> _Excerpt to read_
# # # # #

On May 24, WCIA apologized for the story, admitting that it fell short of station standards. The station also apologized on-air on both the 9 p.m. newscast airing on WCIX and on the 10 p.m. newscast on WCIA. In subsequent weeks, general manager Sharon Rachal and news director Rich Flesch were quietly pushed out.

Almost two months later, on July 13, Nexstar regional manager Traci Wilkinson and local content director Andy Miller joined anchor Jennifer Roscoe to discuss further changes made since the incident "to be sure an error like the one we made never happens again." Miller, who worked at the station from 1997 to 2016, the last 10 of those years as news director, was brought in as interim news director in June to implement reforms.

=== Notable former on-air staff ===
- Susan Barnett
- Colleen Callahan – agribusiness reporter (1974–1997)
- John Coleman – weather anchor (1953–1957); later at WLS-TV, WMAQ-TV, and KUSI; retired in April 2014 (deceased)
- Michael Marsh
- Dana Perino (later George W. Bush administration White House Press Secretary)
- Elaine Quijano (now with CBS News)
- Martin Savidge
- Lori Stokes – anchor/reporter (1986–1988); now at WNYW

==Former logo==

WCIA logo, c. 1970 to 2000

==Technical information==

===Subchannels===
WCIA and WCIX broadcast two shared channels (CBS on 3.1 and 49.2 and MyNetworkTV on 3.2 and 49.1) and two unique diginets each. Also broadcast on the WCIA multiplex is a subchannel of WCCU as part of the market's ATSC 3.0 (NextGen TV) hosting arrangement.

Subchannels of WCIA
| Channel | Res. | Short name | Programming |
| 3.1 | 1080i | WCIA-HD | CBS |
| 3.2 | WCIX-HD | WCIX (Independent with MyNetworkTV) |
| 3.3 | 480i | Bounce | Bounce TV |
| 3.4 | Grit | Grit |
| 27.2 | 480i | MeTV | MeTV (WCCU) |

Originally, WCFN/WCIX aired its digital signal in a reduced 4:3 480i standard-definition format on both its main channel and the digital subcarrier of WCIA. In June 2015, WCIX upgraded to a full 1080i 16:9 high definition signal, the same as WCIA. In September 2016, WCIA begin broadcasting Bounce TV on 3.3 and Grit TV on 3.4.

===Analog-to-digital conversion===
WCIA shut down its analog signal, over VHF channel 3, on June 12, 2009, the official date on which full-power television stations in the United States transitioned from analog to digital broadcasts under federal mandate. The station's digital signal remained on its pre-transition UHF channel 48, using virtual channel 3. On January 17, 2020, WCIA moved to channel 34 as a result of the spectrum repack.

# # # # #

> _What to produce_
In the WCIA excerpt, restate the stretch from "On May 24, WCIA" through "agribusiness reporter (1974–1997)", substituting "head of news" for "news director". You won't need the records to answer this.

# # # # #

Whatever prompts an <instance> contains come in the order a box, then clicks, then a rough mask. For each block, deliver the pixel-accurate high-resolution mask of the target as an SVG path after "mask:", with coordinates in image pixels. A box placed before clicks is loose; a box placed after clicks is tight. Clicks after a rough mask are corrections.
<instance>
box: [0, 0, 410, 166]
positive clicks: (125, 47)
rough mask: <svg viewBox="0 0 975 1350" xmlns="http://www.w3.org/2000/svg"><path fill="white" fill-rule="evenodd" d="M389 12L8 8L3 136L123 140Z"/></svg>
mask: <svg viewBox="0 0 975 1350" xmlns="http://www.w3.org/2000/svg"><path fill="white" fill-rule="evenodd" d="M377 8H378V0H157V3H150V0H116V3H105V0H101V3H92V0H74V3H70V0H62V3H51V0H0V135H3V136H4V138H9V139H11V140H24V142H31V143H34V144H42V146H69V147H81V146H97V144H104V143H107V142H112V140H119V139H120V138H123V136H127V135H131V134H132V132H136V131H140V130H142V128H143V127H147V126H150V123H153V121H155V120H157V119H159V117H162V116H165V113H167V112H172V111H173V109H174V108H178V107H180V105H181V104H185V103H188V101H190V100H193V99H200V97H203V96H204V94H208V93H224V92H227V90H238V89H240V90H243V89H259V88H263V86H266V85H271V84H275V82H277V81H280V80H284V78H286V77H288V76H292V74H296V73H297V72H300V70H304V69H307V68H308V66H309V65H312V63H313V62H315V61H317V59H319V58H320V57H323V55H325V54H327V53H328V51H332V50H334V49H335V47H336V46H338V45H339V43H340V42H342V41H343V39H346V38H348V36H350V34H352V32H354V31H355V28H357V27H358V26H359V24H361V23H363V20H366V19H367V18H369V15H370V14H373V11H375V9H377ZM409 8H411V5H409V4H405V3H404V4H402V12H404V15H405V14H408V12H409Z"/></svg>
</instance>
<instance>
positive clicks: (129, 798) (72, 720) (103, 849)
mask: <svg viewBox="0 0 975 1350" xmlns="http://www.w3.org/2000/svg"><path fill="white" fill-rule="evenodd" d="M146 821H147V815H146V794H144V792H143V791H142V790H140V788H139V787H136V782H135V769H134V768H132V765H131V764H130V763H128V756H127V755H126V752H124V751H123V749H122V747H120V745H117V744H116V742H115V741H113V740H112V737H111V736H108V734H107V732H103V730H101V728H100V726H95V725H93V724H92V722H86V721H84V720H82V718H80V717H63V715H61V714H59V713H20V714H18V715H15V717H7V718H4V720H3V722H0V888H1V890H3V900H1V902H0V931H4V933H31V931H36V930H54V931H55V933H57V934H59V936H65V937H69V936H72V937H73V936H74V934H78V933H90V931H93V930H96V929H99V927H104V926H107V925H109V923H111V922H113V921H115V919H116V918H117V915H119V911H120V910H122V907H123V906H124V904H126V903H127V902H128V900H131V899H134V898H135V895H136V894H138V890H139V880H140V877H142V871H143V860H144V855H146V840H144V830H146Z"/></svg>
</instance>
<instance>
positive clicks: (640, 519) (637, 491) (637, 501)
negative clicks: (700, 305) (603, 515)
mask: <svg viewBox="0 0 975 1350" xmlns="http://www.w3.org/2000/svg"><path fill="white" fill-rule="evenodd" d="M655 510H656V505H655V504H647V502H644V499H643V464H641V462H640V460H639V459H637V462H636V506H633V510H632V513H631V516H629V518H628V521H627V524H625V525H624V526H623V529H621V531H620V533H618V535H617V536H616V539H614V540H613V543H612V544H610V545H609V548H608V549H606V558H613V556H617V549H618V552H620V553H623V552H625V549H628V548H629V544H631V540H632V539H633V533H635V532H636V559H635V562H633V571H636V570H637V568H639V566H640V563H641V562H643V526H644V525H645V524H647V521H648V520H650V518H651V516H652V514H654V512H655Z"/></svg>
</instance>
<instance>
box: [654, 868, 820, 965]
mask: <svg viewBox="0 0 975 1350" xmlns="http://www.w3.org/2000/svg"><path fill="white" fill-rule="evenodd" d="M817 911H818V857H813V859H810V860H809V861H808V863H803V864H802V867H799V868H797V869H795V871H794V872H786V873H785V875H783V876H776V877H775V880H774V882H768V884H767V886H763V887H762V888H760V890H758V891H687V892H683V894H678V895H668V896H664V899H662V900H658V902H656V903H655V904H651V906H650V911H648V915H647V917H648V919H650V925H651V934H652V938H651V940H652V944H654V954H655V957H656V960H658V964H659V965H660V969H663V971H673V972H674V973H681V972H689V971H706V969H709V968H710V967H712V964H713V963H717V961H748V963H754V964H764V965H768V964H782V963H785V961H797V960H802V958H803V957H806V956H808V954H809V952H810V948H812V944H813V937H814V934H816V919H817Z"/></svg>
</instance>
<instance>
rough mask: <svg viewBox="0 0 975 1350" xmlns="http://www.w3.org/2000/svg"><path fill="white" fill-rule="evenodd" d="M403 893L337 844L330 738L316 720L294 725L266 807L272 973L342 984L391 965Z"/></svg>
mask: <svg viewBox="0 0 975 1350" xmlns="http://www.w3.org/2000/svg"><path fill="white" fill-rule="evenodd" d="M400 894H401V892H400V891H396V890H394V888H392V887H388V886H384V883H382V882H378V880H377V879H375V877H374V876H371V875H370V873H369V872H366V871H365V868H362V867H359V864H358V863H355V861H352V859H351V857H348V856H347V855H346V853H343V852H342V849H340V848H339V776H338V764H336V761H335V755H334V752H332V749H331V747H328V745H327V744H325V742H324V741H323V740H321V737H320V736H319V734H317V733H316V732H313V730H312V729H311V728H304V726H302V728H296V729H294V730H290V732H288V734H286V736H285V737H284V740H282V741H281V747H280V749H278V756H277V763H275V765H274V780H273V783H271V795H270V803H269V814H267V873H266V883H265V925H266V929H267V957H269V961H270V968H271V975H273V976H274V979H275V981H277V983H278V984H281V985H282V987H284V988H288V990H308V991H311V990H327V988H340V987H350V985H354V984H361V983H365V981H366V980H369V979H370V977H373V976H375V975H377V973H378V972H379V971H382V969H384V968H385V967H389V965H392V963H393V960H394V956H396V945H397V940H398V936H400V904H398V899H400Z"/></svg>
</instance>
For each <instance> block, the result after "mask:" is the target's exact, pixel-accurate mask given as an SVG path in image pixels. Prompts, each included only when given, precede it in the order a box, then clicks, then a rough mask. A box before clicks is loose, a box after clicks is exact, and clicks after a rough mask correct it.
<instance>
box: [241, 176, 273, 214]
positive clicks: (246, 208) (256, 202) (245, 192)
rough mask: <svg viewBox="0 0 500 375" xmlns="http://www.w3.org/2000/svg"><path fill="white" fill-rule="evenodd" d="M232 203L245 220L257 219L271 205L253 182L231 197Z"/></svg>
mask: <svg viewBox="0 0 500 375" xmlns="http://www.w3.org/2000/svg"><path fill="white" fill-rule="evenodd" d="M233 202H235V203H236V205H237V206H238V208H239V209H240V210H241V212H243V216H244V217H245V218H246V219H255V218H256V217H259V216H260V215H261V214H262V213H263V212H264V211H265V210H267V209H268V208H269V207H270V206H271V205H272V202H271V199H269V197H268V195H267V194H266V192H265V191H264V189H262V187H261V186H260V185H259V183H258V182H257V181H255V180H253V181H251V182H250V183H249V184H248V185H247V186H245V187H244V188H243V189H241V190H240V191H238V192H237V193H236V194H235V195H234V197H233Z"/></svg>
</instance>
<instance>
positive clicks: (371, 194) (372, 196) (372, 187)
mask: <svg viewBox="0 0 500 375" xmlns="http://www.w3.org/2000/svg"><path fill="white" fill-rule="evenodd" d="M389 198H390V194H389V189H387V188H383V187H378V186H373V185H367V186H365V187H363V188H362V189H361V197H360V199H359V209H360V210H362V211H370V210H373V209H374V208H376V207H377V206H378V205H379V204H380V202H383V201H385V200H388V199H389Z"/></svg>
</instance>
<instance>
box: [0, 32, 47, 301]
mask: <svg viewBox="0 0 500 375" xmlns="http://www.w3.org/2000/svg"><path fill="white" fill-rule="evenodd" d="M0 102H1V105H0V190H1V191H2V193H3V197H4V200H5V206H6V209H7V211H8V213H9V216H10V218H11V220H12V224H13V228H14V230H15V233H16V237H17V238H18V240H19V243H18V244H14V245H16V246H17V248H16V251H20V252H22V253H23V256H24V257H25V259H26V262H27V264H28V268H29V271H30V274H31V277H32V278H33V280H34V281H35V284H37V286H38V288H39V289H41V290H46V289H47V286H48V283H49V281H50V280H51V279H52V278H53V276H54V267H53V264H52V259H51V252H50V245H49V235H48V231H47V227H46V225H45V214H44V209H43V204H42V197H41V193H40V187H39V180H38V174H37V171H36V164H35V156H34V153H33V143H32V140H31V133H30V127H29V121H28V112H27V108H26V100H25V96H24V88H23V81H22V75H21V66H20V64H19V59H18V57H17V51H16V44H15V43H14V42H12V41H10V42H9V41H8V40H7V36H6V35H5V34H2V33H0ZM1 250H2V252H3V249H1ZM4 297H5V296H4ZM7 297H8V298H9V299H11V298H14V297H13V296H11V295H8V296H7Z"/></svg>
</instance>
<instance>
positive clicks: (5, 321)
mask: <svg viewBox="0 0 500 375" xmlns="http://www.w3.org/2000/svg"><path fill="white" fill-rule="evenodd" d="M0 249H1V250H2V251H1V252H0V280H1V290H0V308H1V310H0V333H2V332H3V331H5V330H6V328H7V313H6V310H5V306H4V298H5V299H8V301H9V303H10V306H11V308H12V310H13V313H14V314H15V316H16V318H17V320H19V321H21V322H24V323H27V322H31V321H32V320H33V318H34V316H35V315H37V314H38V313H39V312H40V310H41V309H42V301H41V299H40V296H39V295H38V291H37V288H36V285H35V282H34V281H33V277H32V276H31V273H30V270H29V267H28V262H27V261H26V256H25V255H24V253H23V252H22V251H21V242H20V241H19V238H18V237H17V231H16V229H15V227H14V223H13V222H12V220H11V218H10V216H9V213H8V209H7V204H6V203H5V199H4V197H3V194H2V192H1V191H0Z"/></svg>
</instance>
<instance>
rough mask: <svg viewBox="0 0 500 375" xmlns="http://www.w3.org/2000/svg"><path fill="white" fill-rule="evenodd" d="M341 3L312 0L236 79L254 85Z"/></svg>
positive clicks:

# # # # #

> _Exercise solution_
On May 24, WCIA apologized for the story, admitting that it fell short of station standards. The station also apologized on-air on both the 9 p.m. newscast airing on WCIX and on the 10 p.m. newscast on WCIA. In subsequent weeks, general manager Sharon Rachal and head of news Rich Flesch were quietly pushed out.

Almost two months later, on July 13, Nexstar regional manager Traci Wilkinson and local content director Andy Miller joined anchor Jennifer Roscoe to discuss further changes made since the incident "to be sure an error like the one we made never happens again." Miller, who worked at the station from 1997 to 2016, the last 10 of those years as head of news, was brought in as interim head of news in June to implement reforms.

=== Notable former on-air staff ===
- Susan Barnett
- Colleen Callahan – agribusiness reporter (1974–1997)